GIVEN INSTRUCTION:
Please repeat every line of the entries below word for word, leaving the pictures out of your answer.
:: RECORDS TO PROCESS
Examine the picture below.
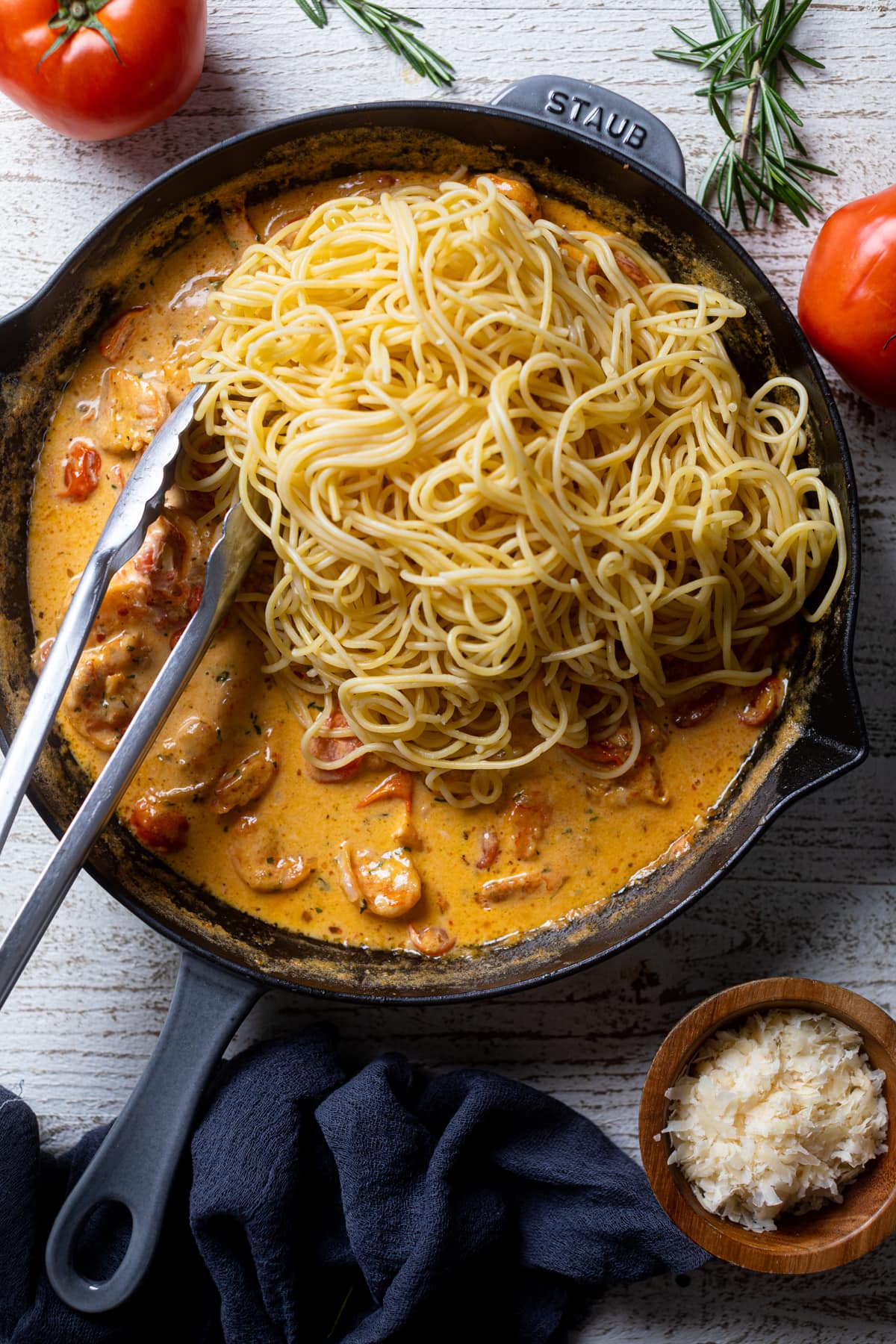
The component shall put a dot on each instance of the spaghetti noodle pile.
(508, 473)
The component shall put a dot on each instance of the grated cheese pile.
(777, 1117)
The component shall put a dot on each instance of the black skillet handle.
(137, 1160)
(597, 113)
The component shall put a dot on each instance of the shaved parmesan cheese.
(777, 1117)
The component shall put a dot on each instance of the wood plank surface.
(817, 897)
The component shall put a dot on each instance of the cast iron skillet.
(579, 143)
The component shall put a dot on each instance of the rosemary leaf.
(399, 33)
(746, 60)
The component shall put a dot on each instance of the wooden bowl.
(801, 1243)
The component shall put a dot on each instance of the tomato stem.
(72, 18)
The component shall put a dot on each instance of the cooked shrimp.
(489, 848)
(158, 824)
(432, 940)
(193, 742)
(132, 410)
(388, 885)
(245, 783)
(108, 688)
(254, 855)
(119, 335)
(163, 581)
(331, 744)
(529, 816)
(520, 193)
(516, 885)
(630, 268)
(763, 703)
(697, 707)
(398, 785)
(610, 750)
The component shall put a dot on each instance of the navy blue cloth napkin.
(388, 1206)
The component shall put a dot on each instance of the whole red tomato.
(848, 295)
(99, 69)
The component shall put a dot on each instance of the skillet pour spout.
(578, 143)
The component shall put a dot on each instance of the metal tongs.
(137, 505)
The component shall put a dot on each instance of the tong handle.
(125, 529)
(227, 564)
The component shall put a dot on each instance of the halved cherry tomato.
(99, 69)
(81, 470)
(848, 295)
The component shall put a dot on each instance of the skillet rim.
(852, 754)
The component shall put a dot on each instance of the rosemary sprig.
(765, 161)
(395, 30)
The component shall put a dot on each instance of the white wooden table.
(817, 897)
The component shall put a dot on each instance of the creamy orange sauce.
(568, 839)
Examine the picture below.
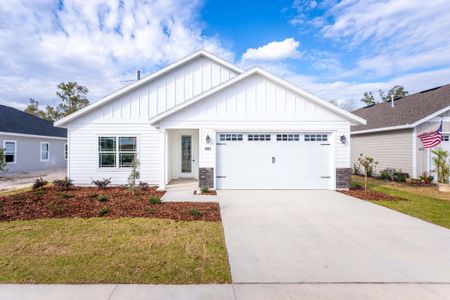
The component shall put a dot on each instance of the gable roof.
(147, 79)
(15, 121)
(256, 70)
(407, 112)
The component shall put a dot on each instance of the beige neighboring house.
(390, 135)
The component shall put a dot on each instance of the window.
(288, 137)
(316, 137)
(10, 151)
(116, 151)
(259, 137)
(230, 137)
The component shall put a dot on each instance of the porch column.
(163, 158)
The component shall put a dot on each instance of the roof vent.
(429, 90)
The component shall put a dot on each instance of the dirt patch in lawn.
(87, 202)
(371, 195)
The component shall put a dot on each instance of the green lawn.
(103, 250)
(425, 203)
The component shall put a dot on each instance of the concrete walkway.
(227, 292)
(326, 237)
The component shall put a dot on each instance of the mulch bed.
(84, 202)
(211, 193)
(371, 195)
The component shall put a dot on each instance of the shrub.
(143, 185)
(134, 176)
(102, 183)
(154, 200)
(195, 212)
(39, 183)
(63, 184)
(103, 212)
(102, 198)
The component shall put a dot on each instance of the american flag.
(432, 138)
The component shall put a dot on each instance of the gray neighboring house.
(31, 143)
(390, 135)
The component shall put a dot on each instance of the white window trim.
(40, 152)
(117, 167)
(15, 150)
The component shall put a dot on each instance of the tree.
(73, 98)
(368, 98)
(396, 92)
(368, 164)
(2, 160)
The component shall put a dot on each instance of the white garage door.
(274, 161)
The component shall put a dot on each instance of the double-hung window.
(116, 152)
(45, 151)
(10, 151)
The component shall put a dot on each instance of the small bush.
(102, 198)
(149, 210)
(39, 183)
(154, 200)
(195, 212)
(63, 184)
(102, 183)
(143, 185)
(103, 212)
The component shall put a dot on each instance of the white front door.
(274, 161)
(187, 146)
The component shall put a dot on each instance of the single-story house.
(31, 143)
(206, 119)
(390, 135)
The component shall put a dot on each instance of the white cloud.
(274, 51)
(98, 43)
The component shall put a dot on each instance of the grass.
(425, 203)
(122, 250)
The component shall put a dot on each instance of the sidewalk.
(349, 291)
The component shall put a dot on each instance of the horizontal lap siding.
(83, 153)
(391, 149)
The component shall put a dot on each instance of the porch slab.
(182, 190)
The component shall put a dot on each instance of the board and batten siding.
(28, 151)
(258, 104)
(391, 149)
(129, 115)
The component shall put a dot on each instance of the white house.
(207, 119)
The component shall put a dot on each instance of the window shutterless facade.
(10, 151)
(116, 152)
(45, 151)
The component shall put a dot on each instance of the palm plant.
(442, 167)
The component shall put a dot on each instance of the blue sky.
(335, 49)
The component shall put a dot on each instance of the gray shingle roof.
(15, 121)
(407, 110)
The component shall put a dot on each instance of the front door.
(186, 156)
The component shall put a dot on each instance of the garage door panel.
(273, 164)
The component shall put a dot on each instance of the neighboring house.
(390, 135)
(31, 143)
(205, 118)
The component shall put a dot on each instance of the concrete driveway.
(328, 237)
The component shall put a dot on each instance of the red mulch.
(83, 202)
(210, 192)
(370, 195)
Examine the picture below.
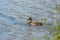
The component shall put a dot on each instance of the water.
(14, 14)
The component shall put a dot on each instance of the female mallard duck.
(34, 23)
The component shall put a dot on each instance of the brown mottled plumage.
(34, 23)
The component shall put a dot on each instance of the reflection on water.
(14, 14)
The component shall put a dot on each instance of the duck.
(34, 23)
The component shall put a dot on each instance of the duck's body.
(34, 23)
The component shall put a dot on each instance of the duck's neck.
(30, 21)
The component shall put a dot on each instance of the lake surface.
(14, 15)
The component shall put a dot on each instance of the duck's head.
::::
SOLUTION BELOW:
Examine the picture below.
The component shall put a dot on each instance of the spaghetti noodle pile.
(508, 473)
The component shall put a dot on each instance of the grated cheese pile.
(777, 1117)
The component shall put a dot on each instance of the black skillet handle.
(137, 1160)
(597, 113)
The component shall put a dot on each instance of the shaved parmesan cheese.
(777, 1117)
The component shall put a dot on each instance of the wood plank surface.
(817, 897)
The component shall put a dot on each instance of the cast iron skillet.
(579, 143)
The component shall put a dot on each instance of the rosemary leaf.
(399, 33)
(746, 60)
The component shall put a dot on each instance of the wooden bowl.
(801, 1243)
The component shall put a dot on each instance of the tomato stem.
(72, 18)
The component shall put a dot on each instance of the cooked shrimp.
(489, 848)
(158, 824)
(432, 940)
(193, 742)
(132, 410)
(388, 885)
(245, 783)
(108, 688)
(254, 855)
(119, 335)
(163, 581)
(331, 744)
(529, 816)
(520, 193)
(516, 885)
(630, 268)
(763, 703)
(697, 707)
(398, 785)
(610, 750)
The component shall put a dot on each instance of the navy blue cloth napkin.
(388, 1206)
The component shall put a dot on each instance of the whole red tomato.
(848, 295)
(99, 69)
The component shall put a dot on each instance of the skillet pour spout.
(578, 143)
The component shall put a dot on each instance of the metal tongs.
(137, 505)
The component shall put a dot on each instance of the tong handle.
(125, 529)
(227, 564)
The component shall put a dot on each instance of the halved cherry tomato.
(99, 69)
(81, 470)
(848, 295)
The component shall put a dot on each instance of the skillet rim.
(852, 754)
The component shall put a dot on each instance of the rosemary sprig.
(765, 161)
(395, 30)
The component shall put a dot on each instance of the white wooden table.
(817, 897)
The component shall put a dot on each instance of the creamy orange sauce.
(568, 839)
Examine the picture below.
The component shall put a dot on each instance of the gable roof.
(147, 79)
(15, 121)
(256, 70)
(407, 112)
The component shall put a dot on each instance of the beige neighboring house.
(390, 135)
The component shall put a dot on each instance of the window.
(288, 137)
(316, 137)
(10, 151)
(116, 151)
(259, 137)
(230, 137)
The component shall put a dot on each instance of the porch column.
(163, 158)
The component shall put a dot on each instance of the roof vent.
(429, 90)
The component shall put a dot on each instance of the dirt patch in lawn.
(87, 202)
(371, 195)
The component shall put a dot on each instance of the green lawn.
(103, 250)
(425, 203)
The component shall put a dot on each instance of the concrete walkway.
(227, 292)
(326, 237)
The component shall put a dot on each instance of the mulch bed.
(84, 202)
(211, 193)
(371, 195)
The component shall put a dot on each instance of the shrub.
(143, 185)
(134, 176)
(102, 183)
(154, 200)
(195, 212)
(39, 183)
(63, 184)
(103, 212)
(102, 198)
The component shall put a dot on each instance of the american flag.
(432, 138)
The component shall put a dot on each instance of the gray neighboring house.
(31, 143)
(390, 135)
The component shall put a dot on each instance of the white window trim.
(40, 152)
(117, 167)
(15, 150)
The component shall put a dot on each instance of the tree.
(73, 98)
(368, 98)
(396, 92)
(368, 164)
(2, 160)
The component shall put a dot on each instance of the white garage door.
(274, 161)
The component shall put a dot on each instance of the double-hung window.
(116, 152)
(45, 151)
(10, 151)
The component shall put a dot on each instance of the small bush.
(102, 198)
(149, 210)
(39, 183)
(154, 200)
(195, 212)
(63, 184)
(102, 183)
(143, 185)
(103, 212)
The component shall put a dot on each instance of the white front door.
(274, 161)
(187, 146)
The component shall put a dot on each instance of the single-story house.
(31, 143)
(206, 119)
(390, 135)
The component shall put a dot on each instance of the white cloud.
(274, 51)
(98, 43)
The component shall put a dot on each instance of the grass.
(425, 203)
(122, 250)
The component shall put a dot on each instance of the sidewalk.
(349, 291)
The component shall put a dot on each instance of the horizontal lap siding.
(83, 153)
(391, 149)
The component shall put a dot on each instance of the porch slab.
(182, 190)
The component shall put a dot on each instance of the board and batten siding.
(28, 151)
(258, 104)
(391, 149)
(129, 115)
The component shall put a dot on each instance of the white house.
(207, 119)
The component shall put a dot on each instance of the window shutterless facade.
(10, 151)
(116, 152)
(45, 151)
The component shall put a dot on each instance of the palm plant.
(442, 167)
The component shall put a dot on each instance of the blue sky.
(335, 49)
The component shall put a dot on each instance of the gray shingle roof.
(15, 121)
(407, 110)
The component shall put a dot on each instance of the front door.
(186, 156)
The component shall put a dot on each instance of the garage door panel.
(273, 164)
The component shall put a dot on each instance of the neighboring house.
(390, 135)
(31, 143)
(205, 118)
The component shall put a dot on each instance of the concrete driveway.
(328, 237)
The component shall put a dot on each instance of the red mulch.
(83, 202)
(210, 192)
(370, 195)
Examine the picture below.
The component shall put a dot on each instance of the water.
(14, 14)
The component shall put a dot on each instance of the female mallard duck.
(34, 23)
The component shall put a dot on each instance of the brown mottled plumage.
(34, 23)
The component shall put a dot on each instance of the reflection on water.
(14, 14)
The component shall put a dot on each instance of the duck.
(34, 23)
The component shall put a dot on each instance of the duck's body.
(34, 23)
The component shall put a dot on each instance of the duck's neck.
(30, 21)
The component shall put a dot on each instance of the lake surface.
(14, 15)
The component shall put a dot on each instance of the duck's head.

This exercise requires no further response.